### WHAT THE EXERCISE ASKS
Could you repeat word for word only the lines from the one containing "Where can you see the video" to the last line of the data below?

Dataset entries
-=-=-=-=-
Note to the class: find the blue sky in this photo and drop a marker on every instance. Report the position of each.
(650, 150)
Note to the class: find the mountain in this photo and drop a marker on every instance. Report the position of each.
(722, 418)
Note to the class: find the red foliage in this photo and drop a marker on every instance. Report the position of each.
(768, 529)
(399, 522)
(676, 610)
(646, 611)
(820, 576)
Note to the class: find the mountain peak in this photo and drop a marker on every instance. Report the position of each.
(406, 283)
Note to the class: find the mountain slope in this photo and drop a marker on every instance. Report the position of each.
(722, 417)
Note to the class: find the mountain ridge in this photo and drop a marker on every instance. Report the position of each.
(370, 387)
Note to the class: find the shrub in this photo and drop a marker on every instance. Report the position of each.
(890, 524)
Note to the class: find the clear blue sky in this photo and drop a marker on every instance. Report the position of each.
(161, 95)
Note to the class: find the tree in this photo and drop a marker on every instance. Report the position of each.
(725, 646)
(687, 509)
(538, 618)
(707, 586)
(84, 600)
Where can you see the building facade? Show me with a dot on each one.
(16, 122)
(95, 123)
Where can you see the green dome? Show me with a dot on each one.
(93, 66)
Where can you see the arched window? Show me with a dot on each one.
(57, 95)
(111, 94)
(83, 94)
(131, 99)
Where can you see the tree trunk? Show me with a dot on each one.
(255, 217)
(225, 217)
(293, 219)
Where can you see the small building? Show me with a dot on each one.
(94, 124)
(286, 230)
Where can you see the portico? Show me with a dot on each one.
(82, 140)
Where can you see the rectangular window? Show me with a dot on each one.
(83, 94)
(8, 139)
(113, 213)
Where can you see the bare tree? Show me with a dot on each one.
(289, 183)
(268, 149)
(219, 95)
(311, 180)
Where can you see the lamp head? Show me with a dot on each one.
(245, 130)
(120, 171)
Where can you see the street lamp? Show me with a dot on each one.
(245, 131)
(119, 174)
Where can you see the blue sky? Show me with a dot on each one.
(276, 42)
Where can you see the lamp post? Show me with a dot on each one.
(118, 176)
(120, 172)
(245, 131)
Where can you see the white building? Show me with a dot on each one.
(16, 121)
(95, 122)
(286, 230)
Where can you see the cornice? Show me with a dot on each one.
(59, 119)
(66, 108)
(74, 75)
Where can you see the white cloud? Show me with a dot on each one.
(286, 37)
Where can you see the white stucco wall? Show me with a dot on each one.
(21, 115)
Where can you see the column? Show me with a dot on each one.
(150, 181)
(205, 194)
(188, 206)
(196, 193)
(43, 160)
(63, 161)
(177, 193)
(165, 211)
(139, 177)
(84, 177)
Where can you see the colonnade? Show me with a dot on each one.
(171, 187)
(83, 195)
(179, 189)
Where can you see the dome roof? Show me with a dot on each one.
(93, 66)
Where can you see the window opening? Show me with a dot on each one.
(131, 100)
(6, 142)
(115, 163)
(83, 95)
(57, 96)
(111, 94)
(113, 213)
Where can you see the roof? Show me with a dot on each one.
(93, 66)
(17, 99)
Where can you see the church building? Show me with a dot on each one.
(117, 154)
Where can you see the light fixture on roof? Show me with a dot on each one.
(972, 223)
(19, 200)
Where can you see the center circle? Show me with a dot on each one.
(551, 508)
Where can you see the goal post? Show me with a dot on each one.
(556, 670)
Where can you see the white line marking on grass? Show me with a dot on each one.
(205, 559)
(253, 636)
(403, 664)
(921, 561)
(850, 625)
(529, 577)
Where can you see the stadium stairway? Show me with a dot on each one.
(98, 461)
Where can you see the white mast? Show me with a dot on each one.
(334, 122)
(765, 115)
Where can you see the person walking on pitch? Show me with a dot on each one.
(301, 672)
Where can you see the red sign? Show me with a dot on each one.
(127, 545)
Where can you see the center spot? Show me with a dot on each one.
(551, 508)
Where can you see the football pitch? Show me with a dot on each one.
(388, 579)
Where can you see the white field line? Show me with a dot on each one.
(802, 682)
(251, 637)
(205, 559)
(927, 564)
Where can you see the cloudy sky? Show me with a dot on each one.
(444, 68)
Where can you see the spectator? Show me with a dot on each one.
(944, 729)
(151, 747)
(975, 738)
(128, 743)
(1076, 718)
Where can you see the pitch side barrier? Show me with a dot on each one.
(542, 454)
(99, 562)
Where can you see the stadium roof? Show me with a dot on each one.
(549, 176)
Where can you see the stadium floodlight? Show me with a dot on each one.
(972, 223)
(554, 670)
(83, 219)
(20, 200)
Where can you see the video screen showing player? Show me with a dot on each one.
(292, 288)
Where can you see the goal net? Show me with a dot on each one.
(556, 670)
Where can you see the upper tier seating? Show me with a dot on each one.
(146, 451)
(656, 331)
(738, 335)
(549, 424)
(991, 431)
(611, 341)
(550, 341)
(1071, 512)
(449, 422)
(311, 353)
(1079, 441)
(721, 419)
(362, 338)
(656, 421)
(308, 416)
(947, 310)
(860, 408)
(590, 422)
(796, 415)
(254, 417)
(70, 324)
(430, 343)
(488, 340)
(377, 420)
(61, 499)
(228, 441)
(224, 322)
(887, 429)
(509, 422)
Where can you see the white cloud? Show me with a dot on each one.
-=-=-=-=-
### WRITTEN REPLY
Where can you see the video screen showing player? Show me with a dot on each one.
(292, 288)
Where can you see the goal net? Show me with a dot on each one.
(556, 670)
Where can you see the upper tier seating? Show me with a dot on each one.
(146, 451)
(656, 331)
(738, 335)
(549, 424)
(991, 431)
(611, 341)
(550, 341)
(1071, 512)
(449, 422)
(311, 353)
(1079, 441)
(721, 419)
(362, 338)
(656, 421)
(308, 416)
(947, 310)
(860, 408)
(590, 422)
(796, 415)
(254, 417)
(70, 324)
(430, 343)
(488, 340)
(377, 420)
(61, 499)
(228, 441)
(224, 322)
(887, 429)
(509, 422)
Where can you see the white cloud? Show me with a dot on each one.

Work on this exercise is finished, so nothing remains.